## Text passage
☆ ☆ ☆ ☆ ☆ ☆ ☆
Robert James "Bob" Kevoian (born December 2, 1950) is a retired  American radio host of the nationally syndicated radio show The Bob & Tom Show together with his partner, Tom Griswold. The show is broadcast from WFBQ's studios in Indianapolis, Indiana.

Education
Kevoian is a 1973 graduate of California State University, Long Beach. With no formal training in radio, Kevoian had never set foot in a radio studio until his time at WBMN in Petoskey, Michigan, where he met future business partner Tom Griswold. Kevoian was awarded an honorary doctorate in Communications from Central Michigan University where he gave the commencement speech in 2003.

Entertainment career
After touring the U.S. for three years as sound engineer of The Young Americans, Kevoian began his radio career at WMBN in Petoskey, Michigan, in 1979. That lasted until 1982, when Kevoian joined cross-town WJML where Bob and Tom teamed up as a regular morning show. "We were there for 12 to 18 months," Kevoian recalls. The pairing of one of syndicated radio's most successful morning shows came when radio personality-by-day Kevoian moonlighted as a bartender at Harbor Springs, Michigan's Bar Harbor. "In small town radio, you needed to supplement your income by doing anything," the Long Beach State University alum states. "Tom came in after a J. Geils concert at Castle Farms in [nearby] Charlevoix and ordered a drink. At the end of the bar was another guy who worked in Country radio." The two radio talents were talking about the inferior nature of their respective stations’ cart machines. "Tom overheard us and asked if we worked in radio and I told him I was doing middays," Kevoian remembers. "Tom said he did a year of radio in Florida, but was out of work and wanted to visit the station and look at the trades. Two days later, he was hired as my PD; it was pretty wild." They achieved a 44 share in the ratings and in order to get rid of them the competition made a compilation tape of their best bits and mailed it to the Superstars Convention, a gathering of program directors from 300 stations, where it was played. They started getting offers from all over the country. He is the producer, director, writer and composed credits for The Bob and Tom Show Home Movie, 2004. Bob participated in the Bob and Tom Radio: The Comedy Tour shows recorded in Anderson, Indiana. Bob has personally produced over 15,000 "bits" used in his show, some of which are actually his original ideas.
☆ ☆ ☆ ☆ ☆ ☆ ☆
## Supplied material
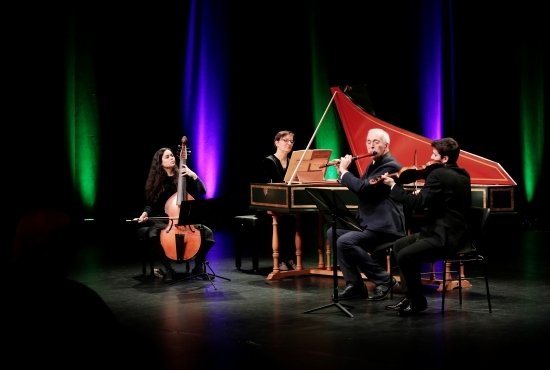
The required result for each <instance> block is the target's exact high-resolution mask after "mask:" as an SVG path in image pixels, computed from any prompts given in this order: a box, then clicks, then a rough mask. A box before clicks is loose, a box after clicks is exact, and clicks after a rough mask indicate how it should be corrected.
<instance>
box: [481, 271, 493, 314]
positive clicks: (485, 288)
mask: <svg viewBox="0 0 550 370" xmlns="http://www.w3.org/2000/svg"><path fill="white" fill-rule="evenodd" d="M482 263H483V275H484V276H485V292H486V294H487V305H488V306H489V313H491V312H493V308H492V306H491V294H490V293H489V275H487V264H486V263H485V260H482Z"/></svg>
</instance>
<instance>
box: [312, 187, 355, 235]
mask: <svg viewBox="0 0 550 370" xmlns="http://www.w3.org/2000/svg"><path fill="white" fill-rule="evenodd" d="M305 191H306V192H307V193H308V194H309V195H310V196H311V199H312V200H313V202H314V203H315V205H316V206H317V208H318V209H319V211H320V212H321V213H322V214H323V215H324V217H325V219H326V220H327V222H334V221H336V227H337V228H339V229H348V230H356V231H362V230H363V229H362V228H361V226H359V223H358V222H357V219H356V218H355V215H354V214H353V213H352V212H351V211H350V210H349V208H348V207H347V206H346V203H344V201H343V200H342V198H340V197H339V196H338V194H336V191H334V190H332V189H327V188H315V187H308V188H305Z"/></svg>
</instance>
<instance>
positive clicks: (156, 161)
mask: <svg viewBox="0 0 550 370" xmlns="http://www.w3.org/2000/svg"><path fill="white" fill-rule="evenodd" d="M181 176H183V177H182V178H185V183H186V191H187V192H188V193H189V194H190V195H192V196H193V197H195V198H197V197H200V196H202V195H204V194H206V188H205V186H204V184H203V182H202V181H201V179H200V178H199V177H198V176H197V174H196V173H195V172H193V171H192V170H191V169H190V168H189V167H188V166H187V164H184V165H183V164H182V165H181V170H180V168H178V166H177V165H176V157H175V156H174V153H173V152H172V150H170V148H160V149H159V150H157V151H156V153H155V155H154V156H153V160H152V161H151V166H150V168H149V175H148V176H147V181H146V183H145V201H146V203H145V207H144V209H143V212H142V213H141V215H140V216H139V217H138V218H137V221H138V222H139V223H140V224H141V225H140V227H139V228H138V238H139V240H140V242H142V243H146V244H148V245H145V246H144V248H145V249H144V250H146V251H151V252H152V253H155V257H157V258H158V259H160V261H161V262H162V264H163V265H164V267H165V268H166V275H165V276H164V281H165V282H170V281H172V280H173V279H174V275H175V271H174V269H173V267H172V260H171V259H170V258H168V257H167V255H166V253H165V251H164V249H163V247H162V245H161V242H160V233H161V232H164V231H165V230H167V228H168V227H169V225H170V223H173V222H177V220H176V221H174V220H171V219H170V218H169V217H168V216H169V215H167V214H166V203H167V201H168V200H169V199H171V197H172V196H174V194H176V193H177V191H178V183H179V182H181V179H180V177H181ZM194 227H195V228H196V229H197V230H200V231H201V237H202V243H201V245H200V248H199V249H198V252H197V254H196V255H195V257H194V260H195V265H194V268H193V270H192V273H193V274H194V275H199V274H202V273H204V261H205V260H206V255H207V254H208V251H209V250H210V248H212V246H213V245H214V243H215V241H214V233H213V232H212V230H211V229H210V228H208V227H207V226H205V225H194Z"/></svg>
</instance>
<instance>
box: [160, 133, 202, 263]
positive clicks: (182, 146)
mask: <svg viewBox="0 0 550 370" xmlns="http://www.w3.org/2000/svg"><path fill="white" fill-rule="evenodd" d="M187 153H188V150H187V137H185V136H184V137H182V139H181V150H180V170H179V178H178V191H177V192H176V193H175V194H174V195H172V196H171V197H170V198H169V199H168V200H167V201H166V204H165V205H164V212H165V213H166V214H167V215H168V219H169V220H170V222H169V223H168V226H167V227H166V229H164V230H163V231H162V232H161V234H160V244H161V245H162V248H163V249H164V253H165V254H166V257H168V258H169V259H172V260H174V261H177V262H183V261H189V260H190V259H192V258H193V257H195V255H196V254H197V252H198V251H199V248H200V246H201V232H200V230H198V229H197V228H196V227H195V225H190V224H186V223H185V220H182V216H184V215H185V212H182V211H181V207H182V206H183V205H184V203H185V202H184V201H190V200H193V197H192V196H191V195H189V194H187V189H186V179H185V176H181V173H182V171H183V169H184V168H183V166H184V165H186V163H187ZM187 210H188V211H190V208H189V209H187ZM174 220H176V222H178V223H177V224H175V223H174Z"/></svg>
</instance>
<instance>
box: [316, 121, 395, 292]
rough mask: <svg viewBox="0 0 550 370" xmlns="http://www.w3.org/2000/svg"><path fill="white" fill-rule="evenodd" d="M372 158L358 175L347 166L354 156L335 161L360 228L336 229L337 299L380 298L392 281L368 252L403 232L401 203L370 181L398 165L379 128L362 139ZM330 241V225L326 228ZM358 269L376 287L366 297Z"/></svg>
mask: <svg viewBox="0 0 550 370" xmlns="http://www.w3.org/2000/svg"><path fill="white" fill-rule="evenodd" d="M365 145H366V148H367V150H368V152H369V154H370V155H371V156H372V162H371V164H370V165H369V167H368V168H367V170H366V171H365V174H363V176H361V177H360V178H359V177H357V176H355V175H354V174H353V173H351V172H350V171H349V170H348V167H349V166H350V164H351V162H352V161H353V159H354V157H352V156H351V155H346V156H344V157H342V158H340V160H339V162H338V163H337V164H336V169H337V171H338V181H339V182H340V183H341V184H342V185H345V186H346V187H348V189H349V190H350V191H351V192H353V193H355V194H356V195H357V197H358V210H357V216H356V217H357V221H358V223H359V226H360V227H361V229H362V231H355V230H348V229H336V238H337V239H336V248H334V246H332V250H333V251H334V250H336V255H337V259H338V266H339V267H340V270H341V271H342V274H343V275H344V280H345V282H346V287H345V288H344V290H343V291H342V292H340V293H339V294H338V298H340V299H352V298H368V299H370V300H380V299H383V298H384V297H386V295H387V294H388V293H389V291H390V290H391V288H393V286H394V285H395V284H396V281H395V279H394V278H392V277H391V276H389V274H388V272H387V271H386V270H385V269H384V268H383V267H382V265H381V264H379V263H378V261H377V260H376V259H375V257H373V256H372V255H371V251H372V249H373V248H374V247H376V246H377V245H380V244H382V243H386V242H390V241H393V240H396V239H398V238H400V237H402V236H404V235H405V215H404V212H403V205H402V204H401V203H400V202H397V201H395V200H393V199H391V198H390V197H389V192H390V188H389V187H388V186H385V185H384V184H371V181H370V180H371V179H374V178H377V177H380V176H381V175H383V174H384V173H393V172H397V171H398V170H399V169H400V168H401V165H400V164H399V162H398V161H397V160H396V159H395V158H394V157H393V156H392V155H391V154H390V149H389V147H390V136H389V134H388V133H387V132H386V131H384V130H382V129H379V128H374V129H371V130H369V132H368V133H367V138H366V140H365ZM327 239H328V240H329V241H330V242H332V240H333V239H332V228H329V229H328V231H327ZM361 272H362V273H364V274H365V275H366V276H367V278H368V279H369V280H370V281H372V282H373V283H374V284H375V285H376V287H375V290H374V294H373V295H371V296H370V297H369V295H368V291H367V287H366V286H365V284H364V282H363V279H362V276H361Z"/></svg>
☆ ☆ ☆ ☆ ☆ ☆ ☆
## Work instructions
a) Write out the Bob Kevoian biography in full, word for word.
b) Show each line of the listing that contains the string "positive", matching case exactly.
The Bob Kevoian biography and the listing have nothing to do with each other.

## Per-task answers
a)
Robert James "Bob" Kevoian (born December 2, 1950) is a retired  American radio host of the nationally syndicated radio show The Bob & Tom Show together with his partner, Tom Griswold. The show is broadcast from WFBQ's studios in Indianapolis, Indiana.

Education
Kevoian is a 1973 graduate of California State University, Long Beach. With no formal training in radio, Kevoian had never set foot in a radio studio until his time at WBMN in Petoskey, Michigan, where he met future business partner Tom Griswold. Kevoian was awarded an honorary doctorate in Communications from Central Michigan University where he gave the commencement speech in 2003.

Entertainment career
After touring the U.S. for three years as sound engineer of The Young Americans, Kevoian began his radio career at WMBN in Petoskey, Michigan, in 1979. That lasted until 1982, when Kevoian joined cross-town WJML where Bob and Tom teamed up as a regular morning show. "We were there for 12 to 18 months," Kevoian recalls. The pairing of one of syndicated radio's most successful morning shows came when radio personality-by-day Kevoian moonlighted as a bartender at Harbor Springs, Michigan's Bar Harbor. "In small town radio, you needed to supplement your income by doing anything," the Long Beach State University alum states. "Tom came in after a J. Geils concert at Castle Farms in [nearby] Charlevoix and ordered a drink. At the end of the bar was another guy who worked in Country radio." The two radio talents were talking about the inferior nature of their respective stations’ cart machines. "Tom overheard us and asked if we worked in radio and I told him I was doing middays," Kevoian remembers. "Tom said he did a year of radio in Florida, but was out of work and wanted to visit the station and look at the trades. Two days later, he was hired as my PD; it was pretty wild." They achieved a 44 share in the ratings and in order to get rid of them the competition made a compilation tape of their best bits and mailed it to the Superstars Convention, a gathering of program directors from 300 stations, where it was played. They started getting offers from all over the country. He is the producer, director, writer and composed credits for The Bob and Tom Show Home Movie, 2004. Bob participated in the Bob and Tom Radio: The Comedy Tour shows recorded in Anderson, Indiana. Bob has personally produced over 15,000 "bits" used in his show, some of which are actually his original ideas.

b)
positive clicks: (485, 288)
positive clicks: (156, 161)
positive clicks: (182, 146)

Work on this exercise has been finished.